■ Work to complete:
Beginning with the line that contains "Annotation task — locate each instance of the red door", extract each line through the end of the listing below, with no additions or omissions.

⁂

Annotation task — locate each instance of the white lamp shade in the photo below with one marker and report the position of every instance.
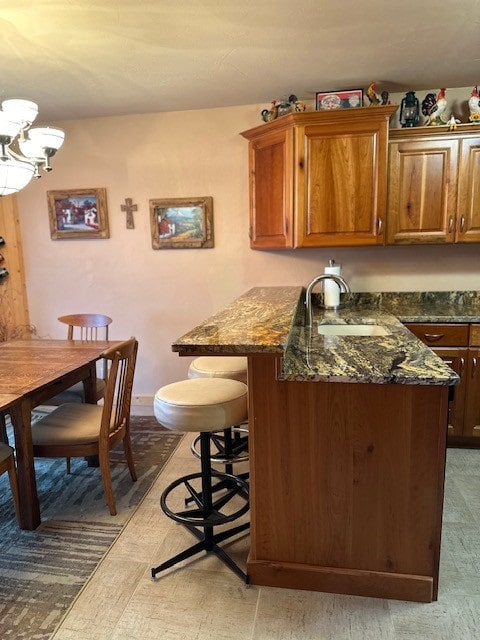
(14, 175)
(18, 109)
(9, 127)
(47, 137)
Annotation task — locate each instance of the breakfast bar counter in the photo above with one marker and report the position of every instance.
(347, 443)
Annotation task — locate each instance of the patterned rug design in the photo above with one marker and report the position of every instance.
(42, 571)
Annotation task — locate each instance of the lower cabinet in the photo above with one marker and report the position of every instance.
(459, 346)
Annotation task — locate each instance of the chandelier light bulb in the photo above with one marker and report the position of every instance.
(24, 150)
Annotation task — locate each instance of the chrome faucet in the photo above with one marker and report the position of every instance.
(340, 280)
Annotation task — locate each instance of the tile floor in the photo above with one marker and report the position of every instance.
(203, 600)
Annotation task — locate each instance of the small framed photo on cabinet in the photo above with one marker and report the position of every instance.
(327, 100)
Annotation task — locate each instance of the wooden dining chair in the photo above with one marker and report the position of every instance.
(7, 463)
(84, 326)
(81, 429)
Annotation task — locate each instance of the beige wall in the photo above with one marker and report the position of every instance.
(159, 295)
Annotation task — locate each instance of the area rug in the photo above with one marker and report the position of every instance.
(42, 571)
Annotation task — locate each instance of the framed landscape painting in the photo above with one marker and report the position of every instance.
(79, 213)
(182, 223)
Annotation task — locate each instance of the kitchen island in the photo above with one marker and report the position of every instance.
(347, 445)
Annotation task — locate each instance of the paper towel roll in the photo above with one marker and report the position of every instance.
(331, 290)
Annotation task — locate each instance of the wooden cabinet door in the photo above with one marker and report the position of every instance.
(271, 190)
(457, 360)
(468, 207)
(422, 191)
(341, 184)
(472, 404)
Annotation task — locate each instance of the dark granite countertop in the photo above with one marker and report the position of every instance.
(270, 320)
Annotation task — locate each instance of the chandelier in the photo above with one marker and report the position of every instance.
(24, 150)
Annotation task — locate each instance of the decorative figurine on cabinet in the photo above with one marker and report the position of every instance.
(297, 104)
(474, 106)
(452, 123)
(270, 114)
(409, 110)
(283, 107)
(436, 114)
(385, 98)
(372, 95)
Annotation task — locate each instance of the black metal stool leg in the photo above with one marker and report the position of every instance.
(206, 514)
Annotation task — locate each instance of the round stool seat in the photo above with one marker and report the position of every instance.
(201, 404)
(232, 367)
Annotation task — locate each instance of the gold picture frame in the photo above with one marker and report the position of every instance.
(182, 223)
(78, 213)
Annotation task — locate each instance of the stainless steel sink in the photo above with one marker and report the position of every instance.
(352, 330)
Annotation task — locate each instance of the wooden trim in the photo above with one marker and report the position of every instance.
(13, 294)
(372, 584)
(475, 335)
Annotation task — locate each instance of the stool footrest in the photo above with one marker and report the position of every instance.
(208, 513)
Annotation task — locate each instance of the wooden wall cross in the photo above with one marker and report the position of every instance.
(129, 208)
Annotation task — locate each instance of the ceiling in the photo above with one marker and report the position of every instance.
(90, 58)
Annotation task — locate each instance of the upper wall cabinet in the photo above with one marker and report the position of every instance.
(319, 179)
(434, 185)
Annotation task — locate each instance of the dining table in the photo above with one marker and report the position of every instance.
(31, 372)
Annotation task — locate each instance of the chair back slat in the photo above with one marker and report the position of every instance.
(118, 392)
(88, 326)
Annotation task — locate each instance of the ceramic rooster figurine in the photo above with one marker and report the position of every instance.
(372, 94)
(437, 115)
(474, 106)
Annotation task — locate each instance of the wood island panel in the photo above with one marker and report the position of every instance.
(347, 485)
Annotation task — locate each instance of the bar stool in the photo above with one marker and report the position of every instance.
(205, 405)
(231, 445)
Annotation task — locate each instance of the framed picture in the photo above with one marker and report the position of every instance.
(182, 223)
(79, 213)
(339, 99)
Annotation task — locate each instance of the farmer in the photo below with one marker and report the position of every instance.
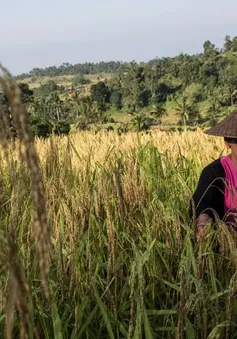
(216, 192)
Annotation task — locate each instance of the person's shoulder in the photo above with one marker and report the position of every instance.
(215, 167)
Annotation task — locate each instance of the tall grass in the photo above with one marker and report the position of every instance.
(123, 258)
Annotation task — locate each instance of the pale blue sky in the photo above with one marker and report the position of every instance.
(40, 33)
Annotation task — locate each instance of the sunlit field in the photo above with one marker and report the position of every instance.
(120, 247)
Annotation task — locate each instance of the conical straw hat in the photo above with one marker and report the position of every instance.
(226, 128)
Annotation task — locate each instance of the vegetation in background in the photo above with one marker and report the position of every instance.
(183, 91)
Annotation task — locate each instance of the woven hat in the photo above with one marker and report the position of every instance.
(226, 128)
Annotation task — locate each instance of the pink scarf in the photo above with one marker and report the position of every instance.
(230, 189)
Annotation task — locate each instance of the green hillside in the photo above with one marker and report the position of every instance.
(187, 90)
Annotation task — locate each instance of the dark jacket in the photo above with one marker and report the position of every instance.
(209, 195)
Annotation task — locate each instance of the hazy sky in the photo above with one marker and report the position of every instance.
(40, 33)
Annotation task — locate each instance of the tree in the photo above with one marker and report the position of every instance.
(116, 99)
(26, 93)
(80, 80)
(100, 92)
(210, 50)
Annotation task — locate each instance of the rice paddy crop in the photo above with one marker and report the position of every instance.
(96, 240)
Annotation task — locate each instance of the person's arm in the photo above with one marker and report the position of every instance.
(205, 198)
(201, 225)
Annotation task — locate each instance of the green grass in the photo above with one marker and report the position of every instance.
(125, 262)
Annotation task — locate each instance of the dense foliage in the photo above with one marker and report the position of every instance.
(202, 88)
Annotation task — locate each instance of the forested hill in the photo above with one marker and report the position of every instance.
(180, 92)
(175, 66)
(83, 69)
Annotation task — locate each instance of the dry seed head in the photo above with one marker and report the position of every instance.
(41, 229)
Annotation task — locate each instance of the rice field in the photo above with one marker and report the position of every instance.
(122, 259)
(96, 240)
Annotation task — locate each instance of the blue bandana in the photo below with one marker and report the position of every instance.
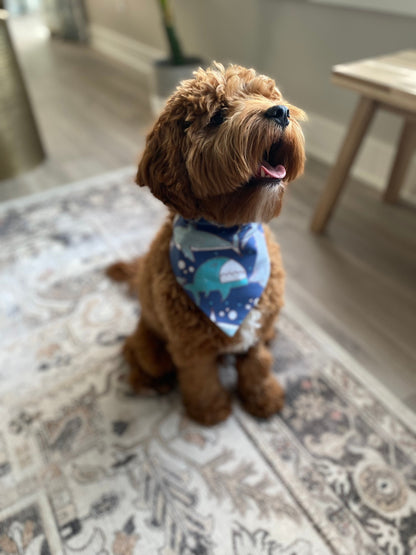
(223, 269)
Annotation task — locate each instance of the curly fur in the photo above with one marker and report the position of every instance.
(202, 169)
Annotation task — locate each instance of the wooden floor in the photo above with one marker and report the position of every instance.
(358, 282)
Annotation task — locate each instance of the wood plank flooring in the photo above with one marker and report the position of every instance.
(358, 282)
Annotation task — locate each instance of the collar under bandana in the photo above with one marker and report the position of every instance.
(223, 269)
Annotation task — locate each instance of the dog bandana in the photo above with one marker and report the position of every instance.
(222, 269)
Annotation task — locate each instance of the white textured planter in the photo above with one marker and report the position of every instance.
(167, 77)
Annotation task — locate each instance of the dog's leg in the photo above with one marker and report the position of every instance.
(259, 390)
(204, 398)
(150, 364)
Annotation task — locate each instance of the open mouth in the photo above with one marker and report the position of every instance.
(270, 171)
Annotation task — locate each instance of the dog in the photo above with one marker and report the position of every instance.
(219, 157)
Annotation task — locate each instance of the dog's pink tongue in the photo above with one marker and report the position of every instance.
(277, 172)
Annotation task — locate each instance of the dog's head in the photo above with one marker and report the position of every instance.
(224, 147)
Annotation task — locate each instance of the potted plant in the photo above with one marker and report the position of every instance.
(169, 72)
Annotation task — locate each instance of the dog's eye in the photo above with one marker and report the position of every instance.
(218, 118)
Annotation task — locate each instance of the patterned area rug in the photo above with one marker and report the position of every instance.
(86, 467)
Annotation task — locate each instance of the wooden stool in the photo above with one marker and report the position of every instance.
(388, 82)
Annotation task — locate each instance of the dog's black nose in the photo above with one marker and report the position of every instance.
(279, 113)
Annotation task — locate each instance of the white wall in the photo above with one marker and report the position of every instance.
(295, 41)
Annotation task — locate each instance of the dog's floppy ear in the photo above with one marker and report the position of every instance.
(162, 167)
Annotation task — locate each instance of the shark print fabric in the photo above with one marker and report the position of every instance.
(222, 269)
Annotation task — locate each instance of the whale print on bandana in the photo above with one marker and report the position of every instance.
(222, 269)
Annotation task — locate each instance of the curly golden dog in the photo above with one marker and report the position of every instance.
(219, 156)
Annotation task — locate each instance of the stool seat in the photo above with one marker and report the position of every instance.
(386, 82)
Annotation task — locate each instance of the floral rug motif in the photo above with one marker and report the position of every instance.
(88, 468)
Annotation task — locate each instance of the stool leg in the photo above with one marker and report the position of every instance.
(360, 121)
(405, 150)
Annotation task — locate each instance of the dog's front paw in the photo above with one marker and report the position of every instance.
(264, 399)
(210, 412)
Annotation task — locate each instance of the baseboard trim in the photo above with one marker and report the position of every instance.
(323, 136)
(372, 166)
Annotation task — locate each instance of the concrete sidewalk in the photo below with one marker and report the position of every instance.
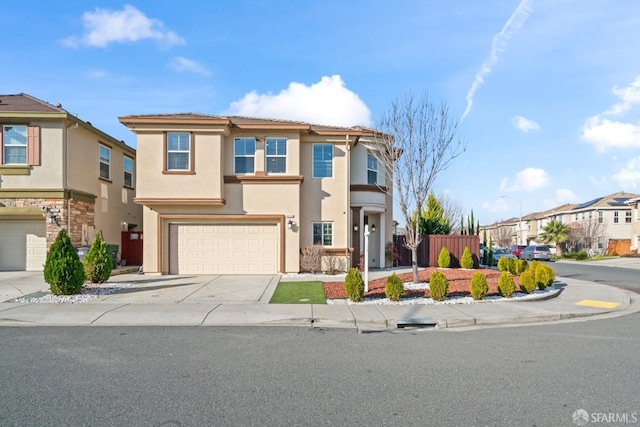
(243, 301)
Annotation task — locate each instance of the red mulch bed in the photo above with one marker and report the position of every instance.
(459, 283)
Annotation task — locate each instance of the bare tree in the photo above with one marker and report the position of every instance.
(418, 141)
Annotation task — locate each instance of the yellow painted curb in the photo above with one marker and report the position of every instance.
(597, 304)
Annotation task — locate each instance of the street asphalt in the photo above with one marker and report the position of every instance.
(244, 301)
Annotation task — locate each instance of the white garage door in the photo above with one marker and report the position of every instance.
(23, 245)
(223, 249)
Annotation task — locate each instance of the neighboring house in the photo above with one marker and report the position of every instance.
(247, 196)
(634, 204)
(57, 171)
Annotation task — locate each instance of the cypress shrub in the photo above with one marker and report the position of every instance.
(527, 282)
(97, 263)
(506, 285)
(521, 266)
(444, 258)
(354, 285)
(479, 286)
(394, 288)
(503, 264)
(438, 286)
(466, 261)
(62, 269)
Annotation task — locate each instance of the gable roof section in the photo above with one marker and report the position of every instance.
(26, 106)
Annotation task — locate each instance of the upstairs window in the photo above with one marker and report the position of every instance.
(323, 160)
(105, 162)
(244, 153)
(323, 233)
(14, 145)
(372, 170)
(128, 171)
(178, 151)
(276, 155)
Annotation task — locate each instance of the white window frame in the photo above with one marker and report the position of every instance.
(244, 156)
(7, 144)
(179, 150)
(130, 172)
(372, 160)
(323, 161)
(104, 161)
(326, 232)
(277, 155)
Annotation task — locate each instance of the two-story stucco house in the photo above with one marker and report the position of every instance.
(238, 195)
(57, 171)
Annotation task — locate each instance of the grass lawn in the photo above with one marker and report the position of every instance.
(299, 293)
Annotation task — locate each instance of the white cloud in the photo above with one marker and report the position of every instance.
(629, 176)
(327, 102)
(524, 124)
(104, 26)
(514, 23)
(182, 64)
(566, 196)
(605, 133)
(528, 179)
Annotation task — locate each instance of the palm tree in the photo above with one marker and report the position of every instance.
(555, 232)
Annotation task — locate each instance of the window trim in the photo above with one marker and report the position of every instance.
(25, 145)
(124, 168)
(313, 160)
(323, 232)
(100, 162)
(275, 156)
(369, 170)
(236, 156)
(165, 152)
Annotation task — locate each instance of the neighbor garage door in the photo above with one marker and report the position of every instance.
(223, 249)
(23, 245)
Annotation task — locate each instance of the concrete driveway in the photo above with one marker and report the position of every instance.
(145, 289)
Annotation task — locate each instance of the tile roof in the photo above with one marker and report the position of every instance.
(24, 103)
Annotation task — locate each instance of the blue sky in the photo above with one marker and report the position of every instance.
(548, 91)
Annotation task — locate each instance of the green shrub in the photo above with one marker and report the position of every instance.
(503, 264)
(444, 259)
(62, 269)
(479, 286)
(438, 286)
(527, 282)
(544, 276)
(506, 285)
(394, 288)
(466, 261)
(354, 285)
(98, 263)
(521, 266)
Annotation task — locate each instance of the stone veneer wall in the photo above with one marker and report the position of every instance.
(81, 212)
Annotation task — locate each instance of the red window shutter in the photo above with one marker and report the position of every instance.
(33, 145)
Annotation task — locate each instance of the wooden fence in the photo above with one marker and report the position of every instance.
(431, 246)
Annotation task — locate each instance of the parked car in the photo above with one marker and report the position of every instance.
(501, 253)
(536, 252)
(516, 249)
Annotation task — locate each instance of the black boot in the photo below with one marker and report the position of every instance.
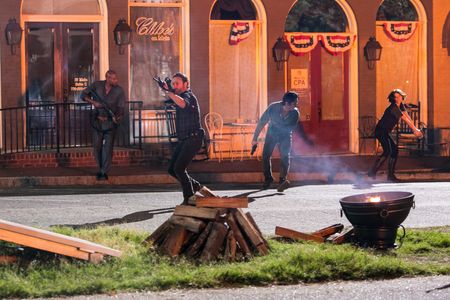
(391, 170)
(376, 166)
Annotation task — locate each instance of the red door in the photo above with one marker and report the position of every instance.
(323, 105)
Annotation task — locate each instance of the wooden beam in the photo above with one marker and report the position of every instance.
(296, 235)
(327, 231)
(238, 235)
(250, 231)
(191, 224)
(215, 241)
(222, 202)
(21, 234)
(206, 192)
(174, 241)
(196, 212)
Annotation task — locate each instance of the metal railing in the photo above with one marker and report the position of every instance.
(54, 126)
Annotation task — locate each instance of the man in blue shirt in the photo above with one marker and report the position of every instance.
(283, 117)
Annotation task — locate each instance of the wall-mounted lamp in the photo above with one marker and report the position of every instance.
(281, 51)
(13, 34)
(372, 52)
(122, 35)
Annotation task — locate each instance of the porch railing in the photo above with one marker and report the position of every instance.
(54, 126)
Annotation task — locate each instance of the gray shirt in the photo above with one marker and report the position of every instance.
(279, 125)
(115, 98)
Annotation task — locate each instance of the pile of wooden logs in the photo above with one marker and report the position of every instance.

⁂

■ Solution to this exercise:
Annotation task — locate each instance of the red door in the photo above with one marker and report the position of every instance.
(323, 105)
Annotation task — locate each instance of the wooden beam in the photo above with one marker and report the position of every instance.
(296, 235)
(327, 231)
(238, 235)
(250, 231)
(191, 224)
(215, 241)
(222, 202)
(21, 234)
(206, 192)
(174, 241)
(196, 212)
Annotation task — locate each instance of the metal railing in the photo above with one marker and report the position of every instance.
(54, 126)
Annotation task — locate each instance of the man in blue shirt in the photo above with one marker and report the position of every instance.
(283, 117)
Annotation task — locate each instance of the wall-mounted lamp in the photo above with one marker and report the position of every instance.
(281, 51)
(13, 34)
(372, 52)
(122, 35)
Annotation task — locate each instance of the porch railing in the photo above with one marker and report the position of every instance.
(54, 126)
Annotation task — locate each instance of the gray shirt in the photo above with one marker and report the position of every instance.
(279, 125)
(115, 98)
Annotation task — locate each instance of the pile of wooden logs in the photo above with one marker and report the position of every instance.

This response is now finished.